__Entries provided__
——

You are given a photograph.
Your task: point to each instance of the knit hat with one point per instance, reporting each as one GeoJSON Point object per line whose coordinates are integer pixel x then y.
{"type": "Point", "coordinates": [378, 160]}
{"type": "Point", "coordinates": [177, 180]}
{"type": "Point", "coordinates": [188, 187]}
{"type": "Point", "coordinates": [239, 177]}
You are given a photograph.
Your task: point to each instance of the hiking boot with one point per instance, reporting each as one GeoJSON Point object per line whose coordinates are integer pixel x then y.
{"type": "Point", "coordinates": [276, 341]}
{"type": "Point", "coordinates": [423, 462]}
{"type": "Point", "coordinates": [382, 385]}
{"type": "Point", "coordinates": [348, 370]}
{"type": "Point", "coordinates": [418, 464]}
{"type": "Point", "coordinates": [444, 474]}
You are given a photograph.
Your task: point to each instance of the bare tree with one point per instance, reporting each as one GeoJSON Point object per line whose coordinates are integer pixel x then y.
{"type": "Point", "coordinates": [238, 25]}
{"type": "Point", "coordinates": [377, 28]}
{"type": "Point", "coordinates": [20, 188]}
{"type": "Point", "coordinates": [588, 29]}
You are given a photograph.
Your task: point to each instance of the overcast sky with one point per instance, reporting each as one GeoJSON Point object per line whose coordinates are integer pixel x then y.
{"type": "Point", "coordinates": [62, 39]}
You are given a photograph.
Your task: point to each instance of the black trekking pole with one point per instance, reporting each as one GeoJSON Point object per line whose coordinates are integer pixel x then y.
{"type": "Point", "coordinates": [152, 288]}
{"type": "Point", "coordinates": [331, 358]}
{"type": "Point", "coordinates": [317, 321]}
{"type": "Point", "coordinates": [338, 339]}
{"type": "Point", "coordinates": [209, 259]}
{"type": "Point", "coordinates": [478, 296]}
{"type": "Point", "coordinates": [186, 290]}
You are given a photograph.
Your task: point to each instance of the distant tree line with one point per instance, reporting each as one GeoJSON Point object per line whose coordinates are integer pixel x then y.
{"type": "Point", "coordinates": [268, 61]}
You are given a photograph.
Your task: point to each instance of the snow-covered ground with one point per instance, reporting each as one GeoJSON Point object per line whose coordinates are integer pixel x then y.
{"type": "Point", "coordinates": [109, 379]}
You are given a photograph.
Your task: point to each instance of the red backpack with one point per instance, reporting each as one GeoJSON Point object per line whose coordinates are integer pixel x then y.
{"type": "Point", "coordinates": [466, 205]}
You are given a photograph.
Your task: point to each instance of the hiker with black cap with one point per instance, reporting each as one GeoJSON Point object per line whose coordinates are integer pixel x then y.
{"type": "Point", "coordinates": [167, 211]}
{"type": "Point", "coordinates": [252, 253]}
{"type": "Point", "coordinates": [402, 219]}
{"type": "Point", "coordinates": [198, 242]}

——

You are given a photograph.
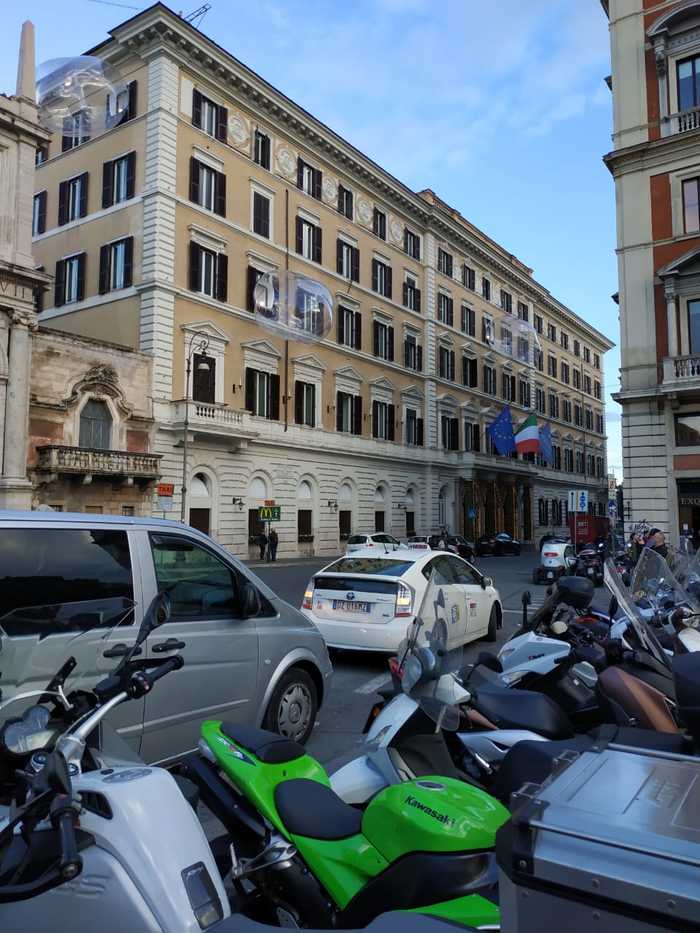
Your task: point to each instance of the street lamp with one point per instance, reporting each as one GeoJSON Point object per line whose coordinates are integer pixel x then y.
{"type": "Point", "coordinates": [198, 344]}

——

__Prompt__
State how many lines in the entries contain the word "black", matching case exactly. Reply with the number alone.

__Task answer__
2